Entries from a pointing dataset

— Start —

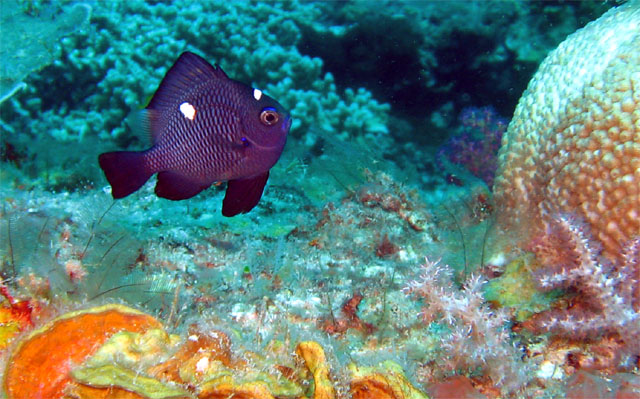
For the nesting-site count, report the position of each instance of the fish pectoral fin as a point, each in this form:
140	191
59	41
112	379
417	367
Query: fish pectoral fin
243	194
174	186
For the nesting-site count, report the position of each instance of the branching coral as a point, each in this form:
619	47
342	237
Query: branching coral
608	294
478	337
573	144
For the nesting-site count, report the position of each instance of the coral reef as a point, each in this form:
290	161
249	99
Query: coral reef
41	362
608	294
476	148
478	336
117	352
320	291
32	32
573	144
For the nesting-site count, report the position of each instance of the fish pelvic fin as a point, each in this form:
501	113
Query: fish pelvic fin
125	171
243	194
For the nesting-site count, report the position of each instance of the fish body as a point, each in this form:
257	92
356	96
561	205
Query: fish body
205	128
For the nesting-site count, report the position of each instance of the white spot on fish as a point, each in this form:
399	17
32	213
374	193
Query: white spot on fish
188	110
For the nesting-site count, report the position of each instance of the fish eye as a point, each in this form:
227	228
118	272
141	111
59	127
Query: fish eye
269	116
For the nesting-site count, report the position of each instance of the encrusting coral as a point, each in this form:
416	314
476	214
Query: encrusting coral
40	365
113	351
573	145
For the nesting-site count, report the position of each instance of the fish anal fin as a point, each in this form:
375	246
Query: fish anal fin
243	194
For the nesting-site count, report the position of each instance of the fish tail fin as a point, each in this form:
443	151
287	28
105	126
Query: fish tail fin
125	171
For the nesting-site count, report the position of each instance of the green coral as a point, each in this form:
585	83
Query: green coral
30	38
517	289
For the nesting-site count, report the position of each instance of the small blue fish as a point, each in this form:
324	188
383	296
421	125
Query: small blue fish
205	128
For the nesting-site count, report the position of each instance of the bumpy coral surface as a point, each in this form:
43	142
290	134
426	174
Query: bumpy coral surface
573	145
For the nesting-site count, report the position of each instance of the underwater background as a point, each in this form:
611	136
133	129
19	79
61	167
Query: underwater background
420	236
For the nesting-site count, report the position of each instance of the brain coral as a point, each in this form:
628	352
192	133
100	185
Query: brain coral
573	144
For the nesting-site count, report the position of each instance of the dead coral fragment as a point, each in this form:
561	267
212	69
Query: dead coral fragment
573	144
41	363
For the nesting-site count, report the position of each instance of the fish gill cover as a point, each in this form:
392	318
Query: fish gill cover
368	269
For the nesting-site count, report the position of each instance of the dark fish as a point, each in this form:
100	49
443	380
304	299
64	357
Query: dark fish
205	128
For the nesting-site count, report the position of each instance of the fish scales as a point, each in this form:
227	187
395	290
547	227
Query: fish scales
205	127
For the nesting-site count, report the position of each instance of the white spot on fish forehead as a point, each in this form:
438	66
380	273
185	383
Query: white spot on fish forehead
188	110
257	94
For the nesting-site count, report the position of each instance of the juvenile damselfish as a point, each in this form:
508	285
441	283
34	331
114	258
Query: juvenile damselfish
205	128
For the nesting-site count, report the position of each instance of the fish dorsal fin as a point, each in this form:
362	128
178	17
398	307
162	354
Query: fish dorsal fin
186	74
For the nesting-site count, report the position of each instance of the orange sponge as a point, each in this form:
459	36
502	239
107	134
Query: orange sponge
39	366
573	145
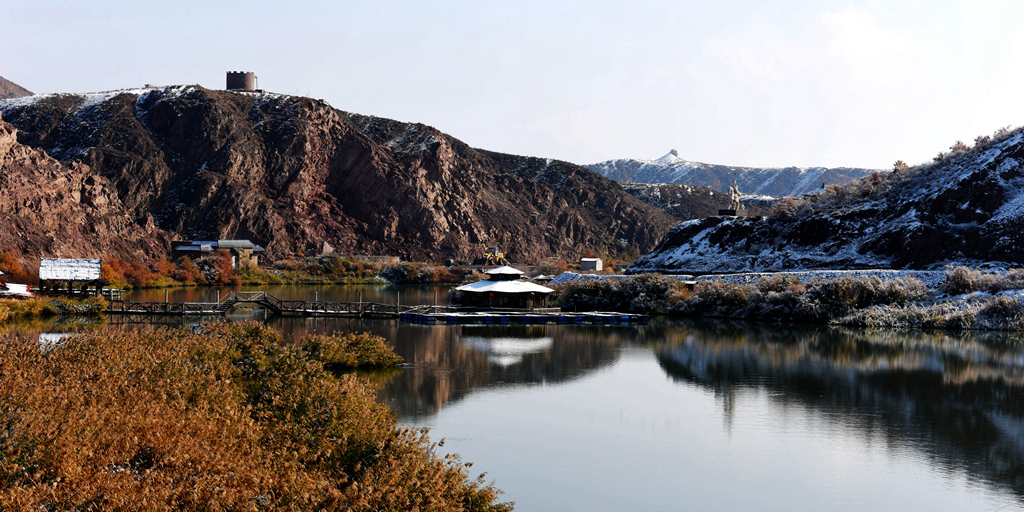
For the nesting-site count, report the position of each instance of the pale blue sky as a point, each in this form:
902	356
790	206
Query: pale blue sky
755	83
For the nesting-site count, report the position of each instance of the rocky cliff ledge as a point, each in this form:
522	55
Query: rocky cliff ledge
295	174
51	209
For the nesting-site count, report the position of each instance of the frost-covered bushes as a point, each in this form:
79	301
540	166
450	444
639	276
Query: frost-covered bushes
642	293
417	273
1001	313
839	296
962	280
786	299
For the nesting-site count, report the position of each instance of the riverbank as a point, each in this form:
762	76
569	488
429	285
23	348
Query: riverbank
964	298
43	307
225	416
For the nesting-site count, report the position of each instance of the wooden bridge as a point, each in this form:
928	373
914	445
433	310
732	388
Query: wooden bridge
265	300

— End —
— Start —

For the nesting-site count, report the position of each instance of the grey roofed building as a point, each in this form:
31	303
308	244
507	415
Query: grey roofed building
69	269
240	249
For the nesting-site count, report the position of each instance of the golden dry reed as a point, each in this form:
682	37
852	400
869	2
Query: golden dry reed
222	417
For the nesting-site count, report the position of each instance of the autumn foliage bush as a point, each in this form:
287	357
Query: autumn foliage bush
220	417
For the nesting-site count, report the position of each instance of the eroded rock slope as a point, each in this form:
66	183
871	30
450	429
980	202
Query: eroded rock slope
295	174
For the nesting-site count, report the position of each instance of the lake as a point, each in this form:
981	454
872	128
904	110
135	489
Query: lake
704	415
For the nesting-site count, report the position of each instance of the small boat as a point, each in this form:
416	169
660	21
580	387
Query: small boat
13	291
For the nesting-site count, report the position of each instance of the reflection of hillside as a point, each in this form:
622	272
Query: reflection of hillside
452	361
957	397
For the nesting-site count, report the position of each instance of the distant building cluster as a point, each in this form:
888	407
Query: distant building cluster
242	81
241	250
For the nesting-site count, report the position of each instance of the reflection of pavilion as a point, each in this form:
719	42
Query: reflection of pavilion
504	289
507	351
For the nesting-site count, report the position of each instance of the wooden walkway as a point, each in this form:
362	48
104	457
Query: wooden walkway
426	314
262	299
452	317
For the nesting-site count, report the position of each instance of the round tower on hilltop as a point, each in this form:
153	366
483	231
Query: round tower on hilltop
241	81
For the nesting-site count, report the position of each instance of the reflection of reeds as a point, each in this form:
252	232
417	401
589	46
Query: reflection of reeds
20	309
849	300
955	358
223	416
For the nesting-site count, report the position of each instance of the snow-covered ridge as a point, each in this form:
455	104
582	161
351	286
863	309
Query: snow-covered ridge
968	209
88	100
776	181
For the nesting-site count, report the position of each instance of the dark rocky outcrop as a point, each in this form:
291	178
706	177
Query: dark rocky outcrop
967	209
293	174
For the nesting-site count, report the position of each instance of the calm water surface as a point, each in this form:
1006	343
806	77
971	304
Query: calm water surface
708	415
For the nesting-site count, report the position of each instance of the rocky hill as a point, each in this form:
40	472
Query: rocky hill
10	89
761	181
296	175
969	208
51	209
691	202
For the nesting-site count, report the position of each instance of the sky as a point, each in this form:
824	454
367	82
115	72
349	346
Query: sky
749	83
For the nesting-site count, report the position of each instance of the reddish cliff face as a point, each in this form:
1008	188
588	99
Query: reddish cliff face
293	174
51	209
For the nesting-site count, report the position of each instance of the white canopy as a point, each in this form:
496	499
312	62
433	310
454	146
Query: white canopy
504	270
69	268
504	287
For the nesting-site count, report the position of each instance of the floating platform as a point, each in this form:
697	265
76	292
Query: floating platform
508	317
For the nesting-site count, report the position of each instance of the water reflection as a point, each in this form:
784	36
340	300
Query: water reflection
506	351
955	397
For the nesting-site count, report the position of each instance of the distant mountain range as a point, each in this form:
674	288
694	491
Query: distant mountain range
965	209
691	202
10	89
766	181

— End —

### AIM OF THE EXERCISE
Pick out every line of the entries that contains the word "roofed", with case counting.

### CORRECT RESULT
For the nesting-site count, report the position of each instance of the grey roofed building as a point, each in this form:
Query: grey roofed building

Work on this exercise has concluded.